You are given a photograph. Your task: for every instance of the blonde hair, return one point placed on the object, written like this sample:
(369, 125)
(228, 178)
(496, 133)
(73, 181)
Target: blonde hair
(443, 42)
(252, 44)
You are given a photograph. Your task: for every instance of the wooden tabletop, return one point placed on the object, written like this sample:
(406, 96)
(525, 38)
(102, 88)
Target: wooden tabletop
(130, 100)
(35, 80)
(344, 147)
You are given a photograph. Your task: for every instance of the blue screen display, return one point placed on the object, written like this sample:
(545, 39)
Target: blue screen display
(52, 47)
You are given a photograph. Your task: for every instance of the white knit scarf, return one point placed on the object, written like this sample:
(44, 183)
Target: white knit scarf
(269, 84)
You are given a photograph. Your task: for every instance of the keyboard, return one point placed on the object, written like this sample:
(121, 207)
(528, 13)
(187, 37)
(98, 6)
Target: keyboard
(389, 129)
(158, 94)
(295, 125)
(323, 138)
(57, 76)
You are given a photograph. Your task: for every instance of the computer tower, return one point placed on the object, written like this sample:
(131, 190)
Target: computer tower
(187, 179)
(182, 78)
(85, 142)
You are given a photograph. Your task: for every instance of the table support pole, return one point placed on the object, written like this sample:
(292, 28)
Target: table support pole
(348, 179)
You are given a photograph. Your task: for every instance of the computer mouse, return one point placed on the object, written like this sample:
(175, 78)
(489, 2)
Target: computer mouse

◇ ◇ ◇

**Work request**
Gather every line from the entries above where the word "sample" appears, and copy them.

**Completed task**
You are given a photograph. Your task: for every instance of the blonde hair, return one point placed on the object, written like this sample:
You are given a photograph. Your task: for every instance of the wooden tabletop, return one point placed on the object, written like this sample:
You are given a photograph. Your task: for every instance of the blue screen display, return one point placed on the object, written like this sample:
You are given a photograph. Your task: for every instance of the white knit scarf, return one point placed on the object, written like this sample:
You are given a photograph. Your task: for every instance of the keyboard, return one point placed on the object, written like this sample:
You are given a photograph. Your task: for every instance of the computer tower, return one point placed on the object, written like this sample:
You are given a photograph. Your task: for every instance of the table support pole, return one point placed on the object, written like this sample:
You are given a photograph. Your task: for every instance of the computer mouse, return one point placed on the object, written like this sample:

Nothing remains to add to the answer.